**Provided passage**

If the parties are in agreement with the terms of this Letter Agreement, please execute one copy of this Letter Agreement in the space provided below and return it to the undersigned, whereupon this Letter Agreement will represent the binding agreement of the parties hereto.
Very truly yours,
	
		
	ONCOR ELECTRIC DELIVERY HOLDINGS COMPANY LLC

	 
	 

	 
	 

	By:
	 

	Name:
	 

	Title:
	 

	 
	 

	 
	 

	 
	 

	 
	 

	ONCOR ELECTRIC DELIVERY COMPANY LLC

	 
	 

	 
	 

	By:
	 

	Name:
	 

	Title:
	 

	
		
	AGREED TO AND ACCEPTED
as of the date first set forth above:

	 

	 

	NEXTERA ENERGY, INC.

	 
	 

	 
	 

	By:
	 

	Name:
	James L. Robo

	 
	 

	Title:
	Chairman, President and Chief Executive Officer

	 
	 

	 
	 

	 
	 

	 
	 

	EFH MERGER CO., LLC

	 
	 

	 
	 

	By:
	 

	Name:
	James L. Robo

	Title:
	Chief Executive Officer

Exhibit A
Definitions
Capitalized terms used in this Letter Agreement without definition shall have the following respective meanings:
“2007 Separation Agreement” means the Separation Agreement, dated October 10, 2007, by and between TXU Corp. and Oncor Holdings.
“Actions” means any civil, criminal or administrative actions, suits, complaints, enforcement actions, penalty assessments, claims, hearings, arbitrations, investigations, inquiries, audits or other proceedings (formal or informal, public or non-public).
“Affiliate” means, with respect to any Person, any other Person, directly or indirectly, controlling, controlled by, or under common control with, such Person.
“Bankruptcy and Equity Exception” means the bankruptcy, insolvency, fraudulent transfer, reorganization, moratorium and similar Laws of general applicability relating to or affecting creditors’ rights and to general equity principles.
“Benefit Plan” means all material benefit and compensation plans, programs, policies or arrangements covering Oncor Employees, including “employee benefit plans” within the meaning of Section 3(3) of ERISA and deferred compensation, change in control, severance, stock option, stock purchase, stock appreciation rights, stock based, incentive and bonus plans, agreements, employment agreements (but only such employment agreements that would reasonably be expected to provide for annual compensation of $100,000 or more), programs, policies or arrangements sponsored, contributed to, or entered into by Oncor Holdings or Oncor or their Subsidiaries.2 
“Business Day” means any day ending at 11:59 p.m. (Eastern Time) other than a Saturday or Sunday or a day on which banks are required or authorized to close in New York, New York.
“Chapter 11 Cases” means the voluntary cases of the Debtors under chapter 11 of title 11 of the United States Code, 11 U.S.C. § 101 et seq. in the Bankruptcy Court.
“Confidentiality Agreement” means the confidentiality agreement, dated as of June 1, 2016, among Parent, the Company, EFIH and, pursuant to a Joinder Agreement, dated as of June 1, 2016, Oncor.

**Entries**
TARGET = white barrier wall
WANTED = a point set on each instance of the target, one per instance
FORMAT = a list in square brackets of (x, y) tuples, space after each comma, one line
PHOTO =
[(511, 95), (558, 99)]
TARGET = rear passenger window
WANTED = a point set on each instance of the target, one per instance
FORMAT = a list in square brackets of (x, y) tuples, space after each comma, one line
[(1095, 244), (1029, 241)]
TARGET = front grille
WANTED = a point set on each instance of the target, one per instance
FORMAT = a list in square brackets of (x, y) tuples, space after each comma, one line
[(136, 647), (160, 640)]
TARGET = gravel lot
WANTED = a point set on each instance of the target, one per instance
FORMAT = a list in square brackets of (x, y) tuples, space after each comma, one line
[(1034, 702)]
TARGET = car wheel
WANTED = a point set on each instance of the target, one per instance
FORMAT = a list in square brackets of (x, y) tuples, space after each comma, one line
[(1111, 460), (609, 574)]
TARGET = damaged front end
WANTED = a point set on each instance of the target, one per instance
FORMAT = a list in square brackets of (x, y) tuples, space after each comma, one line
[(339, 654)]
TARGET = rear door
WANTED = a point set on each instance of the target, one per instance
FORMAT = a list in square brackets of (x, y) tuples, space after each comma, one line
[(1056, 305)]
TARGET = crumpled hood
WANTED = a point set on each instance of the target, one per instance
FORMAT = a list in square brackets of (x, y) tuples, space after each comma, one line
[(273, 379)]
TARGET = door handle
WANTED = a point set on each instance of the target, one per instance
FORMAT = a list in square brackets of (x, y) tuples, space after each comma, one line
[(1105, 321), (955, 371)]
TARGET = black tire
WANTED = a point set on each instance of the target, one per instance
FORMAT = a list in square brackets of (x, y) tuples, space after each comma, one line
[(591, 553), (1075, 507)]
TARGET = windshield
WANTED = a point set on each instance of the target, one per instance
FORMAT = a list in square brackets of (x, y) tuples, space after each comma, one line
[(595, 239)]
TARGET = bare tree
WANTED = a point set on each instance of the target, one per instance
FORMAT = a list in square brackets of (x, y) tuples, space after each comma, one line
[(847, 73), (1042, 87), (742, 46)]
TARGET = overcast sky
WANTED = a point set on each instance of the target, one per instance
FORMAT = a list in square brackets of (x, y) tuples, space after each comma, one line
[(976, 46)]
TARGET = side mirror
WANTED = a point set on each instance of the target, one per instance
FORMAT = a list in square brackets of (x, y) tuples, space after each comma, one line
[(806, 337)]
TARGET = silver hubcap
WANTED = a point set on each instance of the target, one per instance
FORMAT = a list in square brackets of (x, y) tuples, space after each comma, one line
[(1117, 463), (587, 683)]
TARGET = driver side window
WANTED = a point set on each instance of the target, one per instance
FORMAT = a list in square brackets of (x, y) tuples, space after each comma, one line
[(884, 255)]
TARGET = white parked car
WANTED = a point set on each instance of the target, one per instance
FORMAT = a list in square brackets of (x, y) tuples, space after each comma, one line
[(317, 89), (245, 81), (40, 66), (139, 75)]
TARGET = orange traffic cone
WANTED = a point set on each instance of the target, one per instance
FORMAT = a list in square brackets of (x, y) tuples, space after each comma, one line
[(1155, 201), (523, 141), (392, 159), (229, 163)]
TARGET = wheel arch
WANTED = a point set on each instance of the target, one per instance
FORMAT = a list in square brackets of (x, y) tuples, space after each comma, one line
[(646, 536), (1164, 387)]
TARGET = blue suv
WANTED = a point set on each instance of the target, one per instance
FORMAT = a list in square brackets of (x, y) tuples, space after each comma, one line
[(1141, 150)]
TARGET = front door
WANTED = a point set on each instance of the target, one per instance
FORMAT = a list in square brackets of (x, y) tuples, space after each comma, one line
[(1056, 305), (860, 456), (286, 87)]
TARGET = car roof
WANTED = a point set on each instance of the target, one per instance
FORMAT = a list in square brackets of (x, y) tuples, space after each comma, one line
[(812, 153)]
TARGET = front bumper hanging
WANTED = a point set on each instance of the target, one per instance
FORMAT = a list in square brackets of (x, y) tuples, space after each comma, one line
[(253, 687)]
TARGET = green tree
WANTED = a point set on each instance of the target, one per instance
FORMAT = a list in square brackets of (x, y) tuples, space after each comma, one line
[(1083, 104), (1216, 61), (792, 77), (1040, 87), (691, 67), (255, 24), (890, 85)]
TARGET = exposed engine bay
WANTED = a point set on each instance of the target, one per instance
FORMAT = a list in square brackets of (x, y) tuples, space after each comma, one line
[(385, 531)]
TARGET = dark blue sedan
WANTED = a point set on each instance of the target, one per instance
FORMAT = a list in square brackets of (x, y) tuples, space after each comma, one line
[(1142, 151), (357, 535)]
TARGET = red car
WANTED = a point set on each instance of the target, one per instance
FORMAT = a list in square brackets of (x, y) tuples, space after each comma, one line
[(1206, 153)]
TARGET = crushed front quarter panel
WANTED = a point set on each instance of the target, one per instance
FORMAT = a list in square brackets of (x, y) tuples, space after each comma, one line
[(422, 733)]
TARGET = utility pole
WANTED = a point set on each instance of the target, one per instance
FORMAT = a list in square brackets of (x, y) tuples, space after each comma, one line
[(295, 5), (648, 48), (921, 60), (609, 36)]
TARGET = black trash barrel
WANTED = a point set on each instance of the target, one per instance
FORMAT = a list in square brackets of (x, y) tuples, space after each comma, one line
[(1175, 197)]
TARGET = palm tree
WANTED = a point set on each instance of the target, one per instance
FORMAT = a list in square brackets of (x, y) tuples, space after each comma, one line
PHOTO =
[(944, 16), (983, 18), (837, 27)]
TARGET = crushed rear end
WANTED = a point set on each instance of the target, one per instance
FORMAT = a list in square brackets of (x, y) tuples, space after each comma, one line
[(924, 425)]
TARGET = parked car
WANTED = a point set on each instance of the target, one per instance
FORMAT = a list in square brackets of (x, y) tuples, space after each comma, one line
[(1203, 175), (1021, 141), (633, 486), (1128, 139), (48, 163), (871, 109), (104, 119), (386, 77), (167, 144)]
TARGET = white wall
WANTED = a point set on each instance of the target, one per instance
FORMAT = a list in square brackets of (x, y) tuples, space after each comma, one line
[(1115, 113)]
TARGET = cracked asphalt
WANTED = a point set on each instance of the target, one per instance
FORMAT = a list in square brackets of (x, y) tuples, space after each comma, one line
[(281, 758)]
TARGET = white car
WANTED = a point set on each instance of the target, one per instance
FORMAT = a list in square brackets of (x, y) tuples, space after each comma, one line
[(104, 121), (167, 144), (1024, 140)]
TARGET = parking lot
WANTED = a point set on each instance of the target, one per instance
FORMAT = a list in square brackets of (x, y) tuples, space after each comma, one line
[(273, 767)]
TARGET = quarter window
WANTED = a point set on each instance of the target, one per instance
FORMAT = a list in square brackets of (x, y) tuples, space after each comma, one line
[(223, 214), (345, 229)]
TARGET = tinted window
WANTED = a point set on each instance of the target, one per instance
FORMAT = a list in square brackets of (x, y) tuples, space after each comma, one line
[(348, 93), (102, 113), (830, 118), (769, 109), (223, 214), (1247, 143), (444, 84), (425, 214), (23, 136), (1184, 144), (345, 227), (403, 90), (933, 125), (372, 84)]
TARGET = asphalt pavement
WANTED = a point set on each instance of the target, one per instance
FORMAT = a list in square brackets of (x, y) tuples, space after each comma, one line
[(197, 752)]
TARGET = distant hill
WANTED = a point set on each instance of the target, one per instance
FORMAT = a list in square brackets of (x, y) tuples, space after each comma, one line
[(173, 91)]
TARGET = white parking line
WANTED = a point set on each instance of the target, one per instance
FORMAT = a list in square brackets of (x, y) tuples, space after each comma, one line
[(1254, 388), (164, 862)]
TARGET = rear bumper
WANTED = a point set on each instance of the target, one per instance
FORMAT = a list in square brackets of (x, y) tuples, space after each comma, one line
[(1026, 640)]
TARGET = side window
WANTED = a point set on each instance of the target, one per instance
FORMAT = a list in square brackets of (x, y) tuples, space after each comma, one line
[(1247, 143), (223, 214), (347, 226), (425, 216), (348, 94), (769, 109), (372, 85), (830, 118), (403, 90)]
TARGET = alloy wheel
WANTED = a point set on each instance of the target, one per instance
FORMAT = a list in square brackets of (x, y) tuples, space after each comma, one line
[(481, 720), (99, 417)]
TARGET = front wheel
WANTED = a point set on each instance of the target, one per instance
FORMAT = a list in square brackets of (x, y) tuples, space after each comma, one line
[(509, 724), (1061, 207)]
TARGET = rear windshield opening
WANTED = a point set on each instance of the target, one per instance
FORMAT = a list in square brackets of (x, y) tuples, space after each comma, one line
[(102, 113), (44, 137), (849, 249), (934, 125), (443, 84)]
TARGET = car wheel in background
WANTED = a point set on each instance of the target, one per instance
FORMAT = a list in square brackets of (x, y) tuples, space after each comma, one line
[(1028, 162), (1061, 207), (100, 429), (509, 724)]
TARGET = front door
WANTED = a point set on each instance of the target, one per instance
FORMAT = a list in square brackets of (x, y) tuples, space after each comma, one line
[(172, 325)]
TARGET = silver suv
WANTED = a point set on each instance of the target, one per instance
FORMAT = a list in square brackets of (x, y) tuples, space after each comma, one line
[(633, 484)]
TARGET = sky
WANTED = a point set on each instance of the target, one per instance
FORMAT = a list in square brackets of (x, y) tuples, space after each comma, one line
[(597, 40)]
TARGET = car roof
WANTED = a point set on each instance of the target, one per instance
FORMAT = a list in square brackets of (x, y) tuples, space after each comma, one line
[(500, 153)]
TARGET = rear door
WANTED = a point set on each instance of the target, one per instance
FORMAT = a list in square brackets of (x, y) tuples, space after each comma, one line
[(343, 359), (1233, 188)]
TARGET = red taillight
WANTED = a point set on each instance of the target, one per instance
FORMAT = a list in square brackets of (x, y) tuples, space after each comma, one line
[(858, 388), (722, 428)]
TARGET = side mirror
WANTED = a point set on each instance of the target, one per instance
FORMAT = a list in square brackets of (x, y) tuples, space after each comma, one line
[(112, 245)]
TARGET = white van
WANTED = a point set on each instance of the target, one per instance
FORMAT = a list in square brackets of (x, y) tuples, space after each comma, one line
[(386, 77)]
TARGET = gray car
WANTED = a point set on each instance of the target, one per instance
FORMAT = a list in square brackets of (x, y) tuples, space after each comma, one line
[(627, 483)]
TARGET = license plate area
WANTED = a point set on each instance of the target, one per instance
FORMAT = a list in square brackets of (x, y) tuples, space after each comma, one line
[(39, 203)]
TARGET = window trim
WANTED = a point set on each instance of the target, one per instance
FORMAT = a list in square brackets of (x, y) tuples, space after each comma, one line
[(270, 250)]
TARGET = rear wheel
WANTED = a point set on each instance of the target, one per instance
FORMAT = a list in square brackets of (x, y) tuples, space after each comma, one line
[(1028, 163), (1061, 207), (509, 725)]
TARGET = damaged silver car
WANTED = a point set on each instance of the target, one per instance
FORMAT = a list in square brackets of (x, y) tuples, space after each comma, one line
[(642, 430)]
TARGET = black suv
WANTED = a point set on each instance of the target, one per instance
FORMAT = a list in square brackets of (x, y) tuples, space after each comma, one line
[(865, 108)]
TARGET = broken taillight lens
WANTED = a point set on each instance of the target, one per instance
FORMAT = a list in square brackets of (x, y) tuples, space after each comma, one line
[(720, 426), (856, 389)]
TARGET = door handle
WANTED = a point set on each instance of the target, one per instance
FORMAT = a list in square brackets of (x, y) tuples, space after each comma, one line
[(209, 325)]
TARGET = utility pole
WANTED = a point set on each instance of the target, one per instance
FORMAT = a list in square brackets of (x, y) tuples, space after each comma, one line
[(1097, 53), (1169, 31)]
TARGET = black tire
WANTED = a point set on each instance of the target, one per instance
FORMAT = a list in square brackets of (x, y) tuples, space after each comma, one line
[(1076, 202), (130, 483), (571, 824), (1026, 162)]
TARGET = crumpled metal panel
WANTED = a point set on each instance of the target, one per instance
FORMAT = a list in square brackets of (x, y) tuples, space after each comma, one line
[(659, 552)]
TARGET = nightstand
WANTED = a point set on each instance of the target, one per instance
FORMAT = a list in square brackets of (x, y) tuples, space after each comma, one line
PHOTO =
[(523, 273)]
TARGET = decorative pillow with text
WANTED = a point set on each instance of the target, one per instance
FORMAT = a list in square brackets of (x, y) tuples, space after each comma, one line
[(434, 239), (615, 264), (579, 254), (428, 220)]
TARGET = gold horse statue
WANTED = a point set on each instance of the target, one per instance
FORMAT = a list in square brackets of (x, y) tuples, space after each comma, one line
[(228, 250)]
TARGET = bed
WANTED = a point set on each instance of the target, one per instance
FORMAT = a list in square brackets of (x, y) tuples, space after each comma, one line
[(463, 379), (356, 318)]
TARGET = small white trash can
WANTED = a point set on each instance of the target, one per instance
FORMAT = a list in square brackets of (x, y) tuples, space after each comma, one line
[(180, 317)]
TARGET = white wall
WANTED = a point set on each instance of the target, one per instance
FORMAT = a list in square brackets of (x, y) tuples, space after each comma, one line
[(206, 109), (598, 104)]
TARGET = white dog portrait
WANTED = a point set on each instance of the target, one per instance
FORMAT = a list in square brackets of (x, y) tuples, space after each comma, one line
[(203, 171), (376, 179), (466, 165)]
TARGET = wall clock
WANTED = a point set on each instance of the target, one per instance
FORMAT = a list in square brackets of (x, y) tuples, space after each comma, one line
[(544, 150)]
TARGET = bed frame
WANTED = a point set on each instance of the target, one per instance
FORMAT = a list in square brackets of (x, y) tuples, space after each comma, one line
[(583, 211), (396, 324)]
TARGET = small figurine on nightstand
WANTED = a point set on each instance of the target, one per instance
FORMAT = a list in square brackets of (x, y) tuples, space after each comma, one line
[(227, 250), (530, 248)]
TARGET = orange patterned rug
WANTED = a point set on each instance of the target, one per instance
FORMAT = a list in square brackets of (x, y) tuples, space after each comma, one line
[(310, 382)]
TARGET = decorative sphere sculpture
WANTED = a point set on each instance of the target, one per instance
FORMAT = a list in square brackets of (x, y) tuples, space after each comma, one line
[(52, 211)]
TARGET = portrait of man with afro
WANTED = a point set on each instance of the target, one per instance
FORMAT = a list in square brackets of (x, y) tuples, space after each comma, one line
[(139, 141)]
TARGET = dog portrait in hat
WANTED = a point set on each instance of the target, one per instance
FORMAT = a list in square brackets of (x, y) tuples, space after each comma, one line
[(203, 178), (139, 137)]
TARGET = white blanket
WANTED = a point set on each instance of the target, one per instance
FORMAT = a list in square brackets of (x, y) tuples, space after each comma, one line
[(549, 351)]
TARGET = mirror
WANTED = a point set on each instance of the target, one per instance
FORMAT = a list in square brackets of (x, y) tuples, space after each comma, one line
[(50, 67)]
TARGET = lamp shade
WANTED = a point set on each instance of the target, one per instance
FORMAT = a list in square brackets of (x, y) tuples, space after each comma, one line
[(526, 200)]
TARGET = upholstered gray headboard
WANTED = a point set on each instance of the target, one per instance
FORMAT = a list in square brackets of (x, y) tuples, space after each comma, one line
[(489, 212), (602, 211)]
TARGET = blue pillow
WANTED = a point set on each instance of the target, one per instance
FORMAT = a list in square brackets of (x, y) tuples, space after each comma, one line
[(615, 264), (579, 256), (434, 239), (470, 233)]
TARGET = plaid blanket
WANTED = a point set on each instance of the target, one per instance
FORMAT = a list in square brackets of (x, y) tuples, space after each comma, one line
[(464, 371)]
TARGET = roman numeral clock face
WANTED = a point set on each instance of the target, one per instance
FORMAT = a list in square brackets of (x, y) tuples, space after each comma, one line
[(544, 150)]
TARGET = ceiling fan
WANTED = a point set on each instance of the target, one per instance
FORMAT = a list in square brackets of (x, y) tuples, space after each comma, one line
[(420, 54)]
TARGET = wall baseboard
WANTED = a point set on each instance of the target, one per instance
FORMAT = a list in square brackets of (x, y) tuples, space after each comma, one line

**What you have to do**
Pick up the Oncor letter agreement after its last definition and continue it.

**Task response**
“Contract” means an agreement, lease, license, franchise, contract, note, mortgage, indenture, credit agreement, arrangement or other obligation.

________________________
2 Note to Draft: Oncor HR confirming that language is consistent with Oncor plans.  

“control” (including the correlative terms “controlling”, “controlled by” and “under common control with”) means the possession, directly or indirectly, of the power to direct or cause the direction of the management and policies of a Person, whether through the ownership of voting securities, by contract or otherwise.
“Costs” means any costs or expenses (including reasonable attorneys’ fees), judgments, fines, losses, claims, damages or liabilities.
“Debtors” means, collectively, the Company, EFIH and certain entities in which the Company, directly or indirectly, holds an equity interest, that commenced voluntary cases under chapter 11 of title 11 of the United States Code, 11 U.S.C. § 101 et seq.
“Environment” means any and all ambient air, indoor air, surface water and groundwater (including navigable water and wetlands), the land surface or subsurface strata or sediment and flora and fauna.
“ERISA” means the Employee Retirement Income Security Act of 1974, as amended.
“Governmental Request or Order” means any formal or informal request, action, Law, directive or order (whether temporary, preliminary or permanent), whether written or not, made, enacted, issued, promulgated, enforced or entered by any court, other Governmental Entity of competent jurisdiction, or governmental authority, including without limitation the PUCT, ERCOT, FERC, the Texas Reliability Entity, the Office of the Attorney General of Texas, or any Representative thereof.
“Indemnified Parties” means directors, managers and officers of the Oncor Entities.
“Investor Rights Agreement” means the Investor Rights Agreement, dated as of November 5, 2008, among Oncor and certain of its direct and indirect equityholders.
“IPO Conversion” has the meaning ascribed to such term in the Investor Rights Agreement.
“IPO Conversion Plan” means the plan attached hereto as Exhibit B, as amended,  modified or supplemented from time to time in a manner consistent with the terms of the Investor Rights Agreement.
“IRS” means the Internal Revenue Service.
“Knowledge” means, when used with respect to Oncor Holdings and Oncor, the actual knowledge after reasonable inquiry of Robert S. Shapard, David M. Davis, Allen Nye, James A. Greer, Walter Mark Carpenter and Deborah L. Dennis.

“Law” means any federal, state, local or foreign law, statute or ordinance, common law, or any rule, regulation, legally binding standard, judgment, order, writ, injunction, decree, arbitration award, agency requirement or License of any Governmental Entity.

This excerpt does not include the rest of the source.